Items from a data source
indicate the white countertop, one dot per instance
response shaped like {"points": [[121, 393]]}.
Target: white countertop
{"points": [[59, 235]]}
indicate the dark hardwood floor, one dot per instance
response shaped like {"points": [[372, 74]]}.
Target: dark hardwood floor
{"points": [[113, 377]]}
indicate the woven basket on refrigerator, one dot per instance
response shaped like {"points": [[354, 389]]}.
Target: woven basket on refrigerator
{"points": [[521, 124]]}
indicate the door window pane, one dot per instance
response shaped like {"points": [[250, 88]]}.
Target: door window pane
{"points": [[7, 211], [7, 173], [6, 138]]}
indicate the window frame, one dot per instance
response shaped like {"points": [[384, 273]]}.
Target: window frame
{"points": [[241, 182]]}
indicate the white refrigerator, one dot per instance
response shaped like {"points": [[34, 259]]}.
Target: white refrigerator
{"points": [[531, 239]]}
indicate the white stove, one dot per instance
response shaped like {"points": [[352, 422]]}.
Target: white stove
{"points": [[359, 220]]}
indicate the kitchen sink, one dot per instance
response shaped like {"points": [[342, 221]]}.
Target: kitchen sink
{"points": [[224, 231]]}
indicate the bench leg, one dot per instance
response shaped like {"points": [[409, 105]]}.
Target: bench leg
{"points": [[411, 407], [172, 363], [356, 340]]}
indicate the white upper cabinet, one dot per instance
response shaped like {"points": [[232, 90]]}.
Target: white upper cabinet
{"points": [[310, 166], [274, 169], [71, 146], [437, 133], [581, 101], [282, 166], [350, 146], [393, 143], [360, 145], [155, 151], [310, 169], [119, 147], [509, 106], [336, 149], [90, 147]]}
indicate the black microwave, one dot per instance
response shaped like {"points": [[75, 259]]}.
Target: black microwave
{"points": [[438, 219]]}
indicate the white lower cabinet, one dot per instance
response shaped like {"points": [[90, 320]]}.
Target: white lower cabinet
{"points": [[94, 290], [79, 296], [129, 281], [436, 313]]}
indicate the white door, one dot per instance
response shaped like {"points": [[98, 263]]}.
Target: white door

> **EXERCISE OBJECTIVE**
Return all of the entries exactly as they were supplied.

> **THE ANSWER**
indicate the white countertop, one dot per instance
response shaped like {"points": [[121, 393]]}.
Target: white countertop
{"points": [[59, 235]]}
indicate the dark hardwood floor, one dot per instance
response shaped like {"points": [[372, 74]]}.
Target: dark hardwood floor
{"points": [[113, 377]]}
indicate the woven basket on refrigerator, one dot per instance
response shaped like {"points": [[354, 389]]}.
Target: woven basket on refrigerator
{"points": [[521, 124]]}
indicate the door window pane, one dot per instance
response shaped like {"points": [[250, 88]]}.
Target: door window pane
{"points": [[7, 211], [7, 173], [6, 138]]}
indicate the window frame, one dot per instance
response shaped like {"points": [[384, 273]]}.
Target: window frame
{"points": [[241, 182]]}
indicate the white refrigerator, one dot per instance
response shaped like {"points": [[34, 259]]}.
Target: white refrigerator
{"points": [[531, 239]]}
indicate the white stove, one dot per instance
response shaped like {"points": [[352, 422]]}.
Target: white stove
{"points": [[359, 220]]}
indicate the kitchen sink, one dot per instance
response shaped like {"points": [[342, 221]]}.
Target: kitchen sink
{"points": [[224, 231]]}
indicate the bench leg, one dot per instance
response shaped like {"points": [[409, 105]]}.
Target: bench leg
{"points": [[411, 407], [172, 363], [356, 340]]}
indicate the white upper cabinet, one dot per instance
response shaped like {"points": [[232, 90]]}.
Target: white upper cabinet
{"points": [[310, 166], [274, 169], [71, 146], [437, 133], [581, 101], [282, 166], [350, 146], [393, 143], [360, 145], [155, 151], [310, 169], [119, 147], [509, 106], [336, 149], [90, 147]]}
indicate the black microwave, one dot per instance
response shaped like {"points": [[75, 259]]}.
Target: black microwave
{"points": [[438, 219]]}
indicate the white lower cabinet, one dot per instance
response shaped like {"points": [[90, 320]]}.
Target: white lower cabinet
{"points": [[94, 290], [79, 296], [129, 281], [436, 313]]}
indicate the white door, one dot per instance
response shaped like {"points": [[98, 263]]}.
Target: white door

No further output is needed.